» Фрагмент текста
• • •
Кстати, если кому-то трудно сейчас визуализировать «традиционное» отношение к некоей группе людей как к существам априори низшим, то очень рекомендую вспомнить повесть Булгакова «Собачье сердце». Образ Шарикова, воспринимаемый нами как метафора, для человека традиции был бы абсолютно буквальным, можно сказать, «из жизни взятым» описанием «неприкасаемого», то есть человека, душа которого впервые воплотилась в человеческом теле и, следовательно, была не способна еще воспринимать нормы жизни, принятые в человеческом обществе. Единственное воздействие, понятное такому человеку — это насилие. Именно так он сам стремится воздействовать на окружающих, и сам он подчиняется лишь грубой физической силе или прямой угрозе ее применения. Кроме того, Шариков, поскольку явился он в этот мир непосредственно из собаки, не принадлежит ни к одной семейной или социальной группе, он а-социален по определению, не способен функционировать в нормальном (подчеркиваю — нормальном, стабильном!) обществе и, следовательно, по идее, должен был бы «слушать и запоминать! Слушать и запоминать!» (с), ни в коей мере не претендуя не то что на умственную деятельность, но даже и на то, чтобы распоряжаться самим собой. Таким, как он, следовало почтительно наблюдать за тем, как — в буквальном смысле – «живут люди», и лишь пытаться подражать их примеру, тем самым набирая опыт для будущих, возможно, более благоприятных, воплощений души в человеческом теле. Заметим, кстати, что и род деятельности, который нашел себе булгаковский персонаж, полностью соответствует архетипу: он работает «в Очистке», умерщвляя животных, и, более того, получает от этого зверское наслаждение. Впрочем, по некоторым признакам в повести можно сделать вывод, что на самом деле убивал Шариков — по крайней мере к концу своей карьеры — отнюдь не бродячих кошек.
Фантастическая популярность этой повести отнюдь не случайна. Талант Булгакова воспроизвел один из мощнейших образов коллективного бессознательного, часто отрицаемый в современном обществе как «варварский пережиток». Собственно, этот образ вплотную подводит нас, наконец, к непосредственной теме этого поста. А именно, о трагическом феномене общества, в котором каста палачей, вопреки всем историческим прецедентам и представлениям человеческой психики, пришла к власти. Речь здесь отнюдь не идет о каких-то метафорических «палачах», каковыми могут быть названы многие, если не все, правители, судьи или другие государственные деятели, так или иначе ответственные за принятие решений, приводивших и приводящих к гибели людей. Речь идет о самых что ни на есть буквальных палачах, то есть людях, собственными руками совершавших казни, пытки и все прочее, что входит в палаческие обязанности.
• • •
» Исходные данные
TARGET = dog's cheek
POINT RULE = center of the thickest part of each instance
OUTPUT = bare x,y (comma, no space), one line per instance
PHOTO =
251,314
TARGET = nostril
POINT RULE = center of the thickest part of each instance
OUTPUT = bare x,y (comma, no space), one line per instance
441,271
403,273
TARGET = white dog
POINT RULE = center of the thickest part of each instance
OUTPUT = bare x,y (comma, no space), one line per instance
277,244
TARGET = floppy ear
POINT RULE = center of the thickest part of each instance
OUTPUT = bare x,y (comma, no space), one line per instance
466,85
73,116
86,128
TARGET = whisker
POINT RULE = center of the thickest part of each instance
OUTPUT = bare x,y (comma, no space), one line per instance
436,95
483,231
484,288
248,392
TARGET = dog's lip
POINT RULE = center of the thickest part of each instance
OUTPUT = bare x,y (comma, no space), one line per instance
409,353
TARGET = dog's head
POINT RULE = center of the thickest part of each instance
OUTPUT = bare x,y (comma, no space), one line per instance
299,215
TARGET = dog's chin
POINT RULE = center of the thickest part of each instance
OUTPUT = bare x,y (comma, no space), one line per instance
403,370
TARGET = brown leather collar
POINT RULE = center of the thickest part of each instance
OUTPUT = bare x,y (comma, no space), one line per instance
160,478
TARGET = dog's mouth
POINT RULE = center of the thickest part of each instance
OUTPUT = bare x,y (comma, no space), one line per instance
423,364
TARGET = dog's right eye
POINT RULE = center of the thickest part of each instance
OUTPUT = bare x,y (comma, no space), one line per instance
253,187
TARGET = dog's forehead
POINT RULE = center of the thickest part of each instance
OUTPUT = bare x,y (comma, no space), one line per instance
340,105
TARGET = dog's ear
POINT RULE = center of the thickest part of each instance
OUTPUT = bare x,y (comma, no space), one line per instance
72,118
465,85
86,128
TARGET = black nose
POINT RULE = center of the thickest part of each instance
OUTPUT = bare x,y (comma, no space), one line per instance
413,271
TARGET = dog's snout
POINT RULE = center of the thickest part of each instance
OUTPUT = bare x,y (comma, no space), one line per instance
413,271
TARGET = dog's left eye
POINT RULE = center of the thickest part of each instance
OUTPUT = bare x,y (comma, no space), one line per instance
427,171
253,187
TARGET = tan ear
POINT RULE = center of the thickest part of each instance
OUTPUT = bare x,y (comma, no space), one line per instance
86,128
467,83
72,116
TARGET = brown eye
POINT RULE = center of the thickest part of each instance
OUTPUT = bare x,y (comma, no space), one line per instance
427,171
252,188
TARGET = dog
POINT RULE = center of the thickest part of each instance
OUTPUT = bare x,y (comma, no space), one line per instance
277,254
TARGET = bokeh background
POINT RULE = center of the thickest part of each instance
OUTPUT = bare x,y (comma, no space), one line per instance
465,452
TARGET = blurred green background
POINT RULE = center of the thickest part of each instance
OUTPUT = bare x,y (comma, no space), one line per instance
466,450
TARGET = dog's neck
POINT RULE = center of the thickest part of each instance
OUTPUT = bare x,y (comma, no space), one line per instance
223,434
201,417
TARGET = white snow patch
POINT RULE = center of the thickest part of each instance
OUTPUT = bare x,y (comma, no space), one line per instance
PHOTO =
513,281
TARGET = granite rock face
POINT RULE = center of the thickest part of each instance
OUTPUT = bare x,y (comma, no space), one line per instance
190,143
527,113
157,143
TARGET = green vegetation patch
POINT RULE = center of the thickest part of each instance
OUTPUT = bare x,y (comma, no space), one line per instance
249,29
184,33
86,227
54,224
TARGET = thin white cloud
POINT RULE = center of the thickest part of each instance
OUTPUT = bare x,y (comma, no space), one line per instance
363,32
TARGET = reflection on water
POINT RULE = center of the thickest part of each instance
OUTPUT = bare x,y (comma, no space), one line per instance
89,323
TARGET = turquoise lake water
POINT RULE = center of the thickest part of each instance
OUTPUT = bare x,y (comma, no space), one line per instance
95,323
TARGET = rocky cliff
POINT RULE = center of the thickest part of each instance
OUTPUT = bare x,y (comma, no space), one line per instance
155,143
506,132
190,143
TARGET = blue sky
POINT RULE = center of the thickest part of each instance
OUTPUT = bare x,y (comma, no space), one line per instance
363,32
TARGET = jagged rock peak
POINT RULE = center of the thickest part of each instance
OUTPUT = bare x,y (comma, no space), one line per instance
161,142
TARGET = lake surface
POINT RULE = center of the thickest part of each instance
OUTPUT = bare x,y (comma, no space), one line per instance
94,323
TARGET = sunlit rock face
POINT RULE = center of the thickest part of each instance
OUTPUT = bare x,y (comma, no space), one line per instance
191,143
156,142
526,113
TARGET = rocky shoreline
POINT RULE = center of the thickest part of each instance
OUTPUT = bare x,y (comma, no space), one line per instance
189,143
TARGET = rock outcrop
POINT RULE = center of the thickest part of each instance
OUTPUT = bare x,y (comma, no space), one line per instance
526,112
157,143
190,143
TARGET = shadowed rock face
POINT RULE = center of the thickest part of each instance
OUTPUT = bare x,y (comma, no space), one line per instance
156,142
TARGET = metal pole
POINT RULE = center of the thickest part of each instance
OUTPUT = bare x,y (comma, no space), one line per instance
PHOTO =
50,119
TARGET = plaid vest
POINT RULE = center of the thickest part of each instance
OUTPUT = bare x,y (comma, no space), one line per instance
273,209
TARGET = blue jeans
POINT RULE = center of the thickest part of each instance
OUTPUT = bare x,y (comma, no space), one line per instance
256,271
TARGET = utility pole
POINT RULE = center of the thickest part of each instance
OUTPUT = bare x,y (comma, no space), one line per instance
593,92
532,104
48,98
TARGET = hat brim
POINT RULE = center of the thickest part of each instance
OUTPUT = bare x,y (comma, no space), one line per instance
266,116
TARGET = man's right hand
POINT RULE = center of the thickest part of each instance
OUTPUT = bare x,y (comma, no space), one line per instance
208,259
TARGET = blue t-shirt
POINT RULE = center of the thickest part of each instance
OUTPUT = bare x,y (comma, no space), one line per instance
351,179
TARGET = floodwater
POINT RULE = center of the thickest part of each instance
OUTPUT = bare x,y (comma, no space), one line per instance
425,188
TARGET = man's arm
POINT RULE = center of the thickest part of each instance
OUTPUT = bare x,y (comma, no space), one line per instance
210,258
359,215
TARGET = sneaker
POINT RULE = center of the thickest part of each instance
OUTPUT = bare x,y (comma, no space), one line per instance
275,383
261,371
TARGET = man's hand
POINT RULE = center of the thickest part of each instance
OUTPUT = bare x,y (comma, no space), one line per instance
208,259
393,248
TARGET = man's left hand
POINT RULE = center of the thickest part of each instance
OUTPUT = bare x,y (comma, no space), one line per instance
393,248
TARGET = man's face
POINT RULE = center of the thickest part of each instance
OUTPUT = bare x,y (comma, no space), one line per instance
• • •
» Задание 1
Почему, по словам фрагмента о повести «Собачье сердце», Шариков а-социален по определению? Ответьте в одном–трёх предложениях.
» Задание 2
Измените записи, начиная со строки, где есть «TARGET = man's left hand», и до конца записей включительно: замените «man's face» на «man's head», а всё остальное оставьте как есть.

» Правильный ответ 1
Шариков явился в этот мир непосредственно из собаки. Поэтому он не принадлежит ни к одной семейной или социальной группе.

» Правильный ответ 2
TARGET = man's left hand
POINT RULE = center of the thickest part of each instance
OUTPUT = bare x,y (comma, no space), one line per instance
393,248
TARGET = man's head
POINT RULE = center of the thickest part of each instance
OUTPUT = bare x,y (comma, no space), one line per instance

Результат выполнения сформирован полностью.